### [YOUR GOAL]
From the line containing "Where is the large" down to the last line of the data, output each line word for word and include nothing else.

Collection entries
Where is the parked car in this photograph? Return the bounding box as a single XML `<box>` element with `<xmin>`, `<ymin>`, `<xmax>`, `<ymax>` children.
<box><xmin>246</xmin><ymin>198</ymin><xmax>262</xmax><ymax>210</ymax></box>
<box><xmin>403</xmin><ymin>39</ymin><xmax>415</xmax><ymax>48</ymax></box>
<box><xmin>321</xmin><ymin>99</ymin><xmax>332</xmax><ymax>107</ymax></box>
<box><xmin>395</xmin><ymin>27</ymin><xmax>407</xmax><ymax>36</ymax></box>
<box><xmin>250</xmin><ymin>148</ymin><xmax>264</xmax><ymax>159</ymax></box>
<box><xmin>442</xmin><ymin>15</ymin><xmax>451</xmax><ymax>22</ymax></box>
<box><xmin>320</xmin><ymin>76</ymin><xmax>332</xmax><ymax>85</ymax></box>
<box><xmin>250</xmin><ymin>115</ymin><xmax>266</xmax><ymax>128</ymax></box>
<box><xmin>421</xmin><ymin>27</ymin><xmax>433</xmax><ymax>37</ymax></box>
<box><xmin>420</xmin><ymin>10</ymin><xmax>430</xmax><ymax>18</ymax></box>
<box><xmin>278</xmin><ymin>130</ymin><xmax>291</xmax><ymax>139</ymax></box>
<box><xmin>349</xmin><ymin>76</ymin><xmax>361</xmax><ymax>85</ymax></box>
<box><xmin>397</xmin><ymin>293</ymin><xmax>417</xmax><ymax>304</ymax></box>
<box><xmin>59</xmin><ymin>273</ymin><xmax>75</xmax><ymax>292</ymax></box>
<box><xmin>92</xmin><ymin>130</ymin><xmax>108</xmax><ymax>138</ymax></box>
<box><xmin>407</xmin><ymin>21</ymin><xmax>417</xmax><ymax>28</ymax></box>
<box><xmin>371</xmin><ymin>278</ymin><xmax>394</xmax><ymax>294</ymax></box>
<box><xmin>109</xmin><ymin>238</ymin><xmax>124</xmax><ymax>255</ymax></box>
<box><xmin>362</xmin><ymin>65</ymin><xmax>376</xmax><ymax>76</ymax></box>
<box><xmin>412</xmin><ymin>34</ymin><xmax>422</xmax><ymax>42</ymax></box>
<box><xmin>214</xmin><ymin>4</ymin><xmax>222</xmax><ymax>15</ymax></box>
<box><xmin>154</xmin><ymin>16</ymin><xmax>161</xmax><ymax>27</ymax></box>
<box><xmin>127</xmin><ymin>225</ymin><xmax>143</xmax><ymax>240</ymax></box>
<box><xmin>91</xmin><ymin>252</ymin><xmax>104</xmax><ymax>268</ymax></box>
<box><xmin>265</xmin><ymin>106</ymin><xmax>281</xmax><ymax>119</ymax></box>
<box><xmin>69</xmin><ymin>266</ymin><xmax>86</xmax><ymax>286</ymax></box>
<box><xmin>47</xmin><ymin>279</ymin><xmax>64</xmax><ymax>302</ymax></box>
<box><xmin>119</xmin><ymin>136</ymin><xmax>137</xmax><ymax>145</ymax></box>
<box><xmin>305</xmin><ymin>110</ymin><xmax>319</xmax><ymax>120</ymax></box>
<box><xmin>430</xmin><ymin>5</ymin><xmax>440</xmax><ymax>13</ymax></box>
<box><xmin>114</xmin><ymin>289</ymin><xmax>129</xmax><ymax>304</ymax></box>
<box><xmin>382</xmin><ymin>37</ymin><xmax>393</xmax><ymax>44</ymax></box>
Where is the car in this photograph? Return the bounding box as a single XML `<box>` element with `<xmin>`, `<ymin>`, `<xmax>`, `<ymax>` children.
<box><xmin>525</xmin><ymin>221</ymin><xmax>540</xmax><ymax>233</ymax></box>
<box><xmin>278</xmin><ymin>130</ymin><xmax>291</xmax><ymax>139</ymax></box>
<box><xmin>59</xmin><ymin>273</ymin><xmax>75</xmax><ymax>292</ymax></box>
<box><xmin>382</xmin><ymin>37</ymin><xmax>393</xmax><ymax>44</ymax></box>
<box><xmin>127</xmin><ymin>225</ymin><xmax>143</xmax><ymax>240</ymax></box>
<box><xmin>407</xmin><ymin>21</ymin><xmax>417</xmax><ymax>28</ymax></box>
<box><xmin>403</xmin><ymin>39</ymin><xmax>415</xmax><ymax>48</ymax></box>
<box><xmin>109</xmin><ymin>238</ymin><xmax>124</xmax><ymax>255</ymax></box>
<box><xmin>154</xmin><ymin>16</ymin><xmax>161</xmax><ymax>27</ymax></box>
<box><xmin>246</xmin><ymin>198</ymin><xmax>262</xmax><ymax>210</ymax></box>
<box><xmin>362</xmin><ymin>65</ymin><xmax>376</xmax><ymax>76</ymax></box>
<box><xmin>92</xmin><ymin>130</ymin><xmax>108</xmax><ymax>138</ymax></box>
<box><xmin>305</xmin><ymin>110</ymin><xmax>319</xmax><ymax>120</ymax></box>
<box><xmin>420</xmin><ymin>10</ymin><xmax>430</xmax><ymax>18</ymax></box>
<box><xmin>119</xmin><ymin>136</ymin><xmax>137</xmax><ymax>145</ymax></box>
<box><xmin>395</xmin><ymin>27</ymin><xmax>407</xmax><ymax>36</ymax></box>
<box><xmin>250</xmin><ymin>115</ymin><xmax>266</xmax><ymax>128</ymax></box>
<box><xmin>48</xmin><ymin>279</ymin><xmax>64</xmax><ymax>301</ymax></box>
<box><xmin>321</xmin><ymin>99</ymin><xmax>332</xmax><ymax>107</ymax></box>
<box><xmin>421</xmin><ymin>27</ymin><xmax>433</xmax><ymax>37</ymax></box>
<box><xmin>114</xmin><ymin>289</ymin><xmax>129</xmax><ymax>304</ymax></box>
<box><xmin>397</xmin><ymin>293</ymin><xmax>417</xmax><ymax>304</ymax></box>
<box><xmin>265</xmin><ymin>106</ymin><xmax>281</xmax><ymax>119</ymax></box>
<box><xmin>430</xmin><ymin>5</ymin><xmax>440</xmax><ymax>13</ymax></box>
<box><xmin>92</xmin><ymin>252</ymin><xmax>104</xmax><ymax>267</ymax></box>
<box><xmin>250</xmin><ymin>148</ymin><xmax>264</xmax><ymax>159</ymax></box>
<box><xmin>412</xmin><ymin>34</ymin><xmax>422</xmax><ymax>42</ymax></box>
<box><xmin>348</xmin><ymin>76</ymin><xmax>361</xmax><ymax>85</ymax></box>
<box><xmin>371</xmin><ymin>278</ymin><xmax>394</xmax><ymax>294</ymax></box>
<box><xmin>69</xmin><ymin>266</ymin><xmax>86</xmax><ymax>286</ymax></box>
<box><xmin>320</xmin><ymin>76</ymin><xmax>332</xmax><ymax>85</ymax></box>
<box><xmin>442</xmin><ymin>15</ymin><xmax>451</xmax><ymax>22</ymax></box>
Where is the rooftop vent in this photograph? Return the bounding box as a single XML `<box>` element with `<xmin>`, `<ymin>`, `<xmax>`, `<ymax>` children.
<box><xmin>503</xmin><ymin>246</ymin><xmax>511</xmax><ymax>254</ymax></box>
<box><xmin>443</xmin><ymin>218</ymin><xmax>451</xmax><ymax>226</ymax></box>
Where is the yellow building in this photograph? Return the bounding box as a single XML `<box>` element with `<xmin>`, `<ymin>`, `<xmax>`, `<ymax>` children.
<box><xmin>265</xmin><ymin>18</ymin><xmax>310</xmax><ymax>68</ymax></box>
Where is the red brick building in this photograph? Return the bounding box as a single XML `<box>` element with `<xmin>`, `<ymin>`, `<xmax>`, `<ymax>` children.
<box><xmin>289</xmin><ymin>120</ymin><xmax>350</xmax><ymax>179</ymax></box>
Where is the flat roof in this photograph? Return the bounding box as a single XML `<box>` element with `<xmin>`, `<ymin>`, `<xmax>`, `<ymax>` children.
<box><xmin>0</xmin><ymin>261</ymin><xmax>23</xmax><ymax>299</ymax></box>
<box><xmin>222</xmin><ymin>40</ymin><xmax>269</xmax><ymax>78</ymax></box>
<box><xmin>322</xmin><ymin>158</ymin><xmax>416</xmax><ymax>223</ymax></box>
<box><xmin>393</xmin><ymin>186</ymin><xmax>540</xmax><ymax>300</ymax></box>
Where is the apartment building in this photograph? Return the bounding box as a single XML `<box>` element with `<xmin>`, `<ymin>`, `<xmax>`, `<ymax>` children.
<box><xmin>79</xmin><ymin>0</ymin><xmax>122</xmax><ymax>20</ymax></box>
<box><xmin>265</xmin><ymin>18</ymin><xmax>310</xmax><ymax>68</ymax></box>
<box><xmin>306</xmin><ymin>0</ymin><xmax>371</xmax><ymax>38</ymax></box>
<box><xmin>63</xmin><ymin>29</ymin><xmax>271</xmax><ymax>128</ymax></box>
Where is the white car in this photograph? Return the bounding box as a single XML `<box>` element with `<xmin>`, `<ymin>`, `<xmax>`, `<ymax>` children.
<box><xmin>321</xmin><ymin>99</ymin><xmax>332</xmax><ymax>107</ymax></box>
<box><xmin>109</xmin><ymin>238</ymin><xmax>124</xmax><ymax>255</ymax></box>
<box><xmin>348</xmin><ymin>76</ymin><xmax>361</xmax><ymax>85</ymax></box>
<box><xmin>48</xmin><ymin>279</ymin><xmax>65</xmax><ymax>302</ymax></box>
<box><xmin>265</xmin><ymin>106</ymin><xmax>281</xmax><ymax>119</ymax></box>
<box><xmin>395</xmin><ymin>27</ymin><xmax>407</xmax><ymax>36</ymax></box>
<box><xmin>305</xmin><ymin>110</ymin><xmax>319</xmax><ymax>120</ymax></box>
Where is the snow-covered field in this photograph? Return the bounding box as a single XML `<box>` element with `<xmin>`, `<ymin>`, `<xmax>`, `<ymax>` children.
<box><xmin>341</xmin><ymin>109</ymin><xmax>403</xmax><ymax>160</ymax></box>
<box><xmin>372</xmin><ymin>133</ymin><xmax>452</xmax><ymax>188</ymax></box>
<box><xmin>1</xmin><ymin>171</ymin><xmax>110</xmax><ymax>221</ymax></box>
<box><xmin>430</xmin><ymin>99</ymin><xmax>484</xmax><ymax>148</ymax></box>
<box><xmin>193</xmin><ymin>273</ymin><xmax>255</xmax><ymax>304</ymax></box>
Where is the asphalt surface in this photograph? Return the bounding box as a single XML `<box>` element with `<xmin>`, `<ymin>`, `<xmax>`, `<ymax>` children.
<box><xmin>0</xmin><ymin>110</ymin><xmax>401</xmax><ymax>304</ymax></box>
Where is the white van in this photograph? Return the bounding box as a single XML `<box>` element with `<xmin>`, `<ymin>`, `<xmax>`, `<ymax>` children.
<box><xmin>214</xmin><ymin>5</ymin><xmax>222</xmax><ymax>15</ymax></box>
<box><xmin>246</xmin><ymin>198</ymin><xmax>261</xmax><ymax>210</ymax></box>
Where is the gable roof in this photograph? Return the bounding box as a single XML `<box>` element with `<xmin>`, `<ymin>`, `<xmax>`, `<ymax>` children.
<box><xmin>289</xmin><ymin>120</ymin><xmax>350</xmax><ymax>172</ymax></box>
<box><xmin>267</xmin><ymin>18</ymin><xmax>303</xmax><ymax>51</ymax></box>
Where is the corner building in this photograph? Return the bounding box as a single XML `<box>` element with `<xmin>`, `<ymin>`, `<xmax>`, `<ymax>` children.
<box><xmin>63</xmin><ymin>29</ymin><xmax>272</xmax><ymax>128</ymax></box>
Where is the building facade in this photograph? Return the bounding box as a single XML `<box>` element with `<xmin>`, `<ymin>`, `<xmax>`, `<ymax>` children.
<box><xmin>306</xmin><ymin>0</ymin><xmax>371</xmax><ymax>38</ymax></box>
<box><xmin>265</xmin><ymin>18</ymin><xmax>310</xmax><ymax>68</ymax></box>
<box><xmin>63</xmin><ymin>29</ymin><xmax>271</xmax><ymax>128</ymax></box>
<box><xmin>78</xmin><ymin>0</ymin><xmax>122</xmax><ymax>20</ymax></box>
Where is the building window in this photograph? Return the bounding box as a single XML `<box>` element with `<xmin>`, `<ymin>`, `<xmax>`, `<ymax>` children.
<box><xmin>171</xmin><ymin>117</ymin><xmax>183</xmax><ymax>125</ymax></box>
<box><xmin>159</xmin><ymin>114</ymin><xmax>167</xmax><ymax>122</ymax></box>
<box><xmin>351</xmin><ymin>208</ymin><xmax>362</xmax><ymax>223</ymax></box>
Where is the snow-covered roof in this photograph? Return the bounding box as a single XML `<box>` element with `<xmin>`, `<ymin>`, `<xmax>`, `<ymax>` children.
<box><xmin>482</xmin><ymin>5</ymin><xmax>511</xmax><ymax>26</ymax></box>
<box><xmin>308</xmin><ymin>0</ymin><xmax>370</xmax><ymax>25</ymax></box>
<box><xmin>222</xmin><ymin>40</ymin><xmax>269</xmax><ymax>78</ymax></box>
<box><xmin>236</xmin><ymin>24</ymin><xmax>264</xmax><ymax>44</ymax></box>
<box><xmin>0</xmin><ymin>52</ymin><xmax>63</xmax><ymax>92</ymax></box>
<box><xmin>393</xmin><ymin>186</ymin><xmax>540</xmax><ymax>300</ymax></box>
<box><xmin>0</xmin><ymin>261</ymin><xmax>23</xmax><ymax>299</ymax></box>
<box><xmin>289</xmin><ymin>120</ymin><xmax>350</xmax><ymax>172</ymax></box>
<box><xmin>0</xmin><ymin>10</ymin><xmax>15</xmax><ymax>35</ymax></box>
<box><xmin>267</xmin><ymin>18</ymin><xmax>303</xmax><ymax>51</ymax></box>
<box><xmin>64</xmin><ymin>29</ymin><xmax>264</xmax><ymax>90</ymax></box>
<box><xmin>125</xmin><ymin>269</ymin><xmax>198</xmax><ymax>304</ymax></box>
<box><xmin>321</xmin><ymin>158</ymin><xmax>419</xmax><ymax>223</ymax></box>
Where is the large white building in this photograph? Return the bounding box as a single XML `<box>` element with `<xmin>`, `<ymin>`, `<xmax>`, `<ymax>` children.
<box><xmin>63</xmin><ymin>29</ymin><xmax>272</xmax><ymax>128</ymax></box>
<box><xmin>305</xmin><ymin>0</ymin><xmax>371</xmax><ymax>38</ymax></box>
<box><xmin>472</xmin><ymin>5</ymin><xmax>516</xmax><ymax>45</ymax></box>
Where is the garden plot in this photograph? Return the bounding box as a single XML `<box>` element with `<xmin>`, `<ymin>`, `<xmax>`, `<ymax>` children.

### [RESPONSE BOX]
Where is the large white building in this photograph? Return the bounding box as a single XML `<box>` element with `<xmin>`, `<ymin>`, `<xmax>`, `<ymax>` children.
<box><xmin>63</xmin><ymin>29</ymin><xmax>272</xmax><ymax>128</ymax></box>
<box><xmin>305</xmin><ymin>0</ymin><xmax>371</xmax><ymax>38</ymax></box>
<box><xmin>472</xmin><ymin>5</ymin><xmax>516</xmax><ymax>45</ymax></box>
Where is the garden plot in this photograph? Return the bounding box as a single XML `<box>` element with `<xmin>`, `<ymin>`, `<xmax>`, `<ymax>` children.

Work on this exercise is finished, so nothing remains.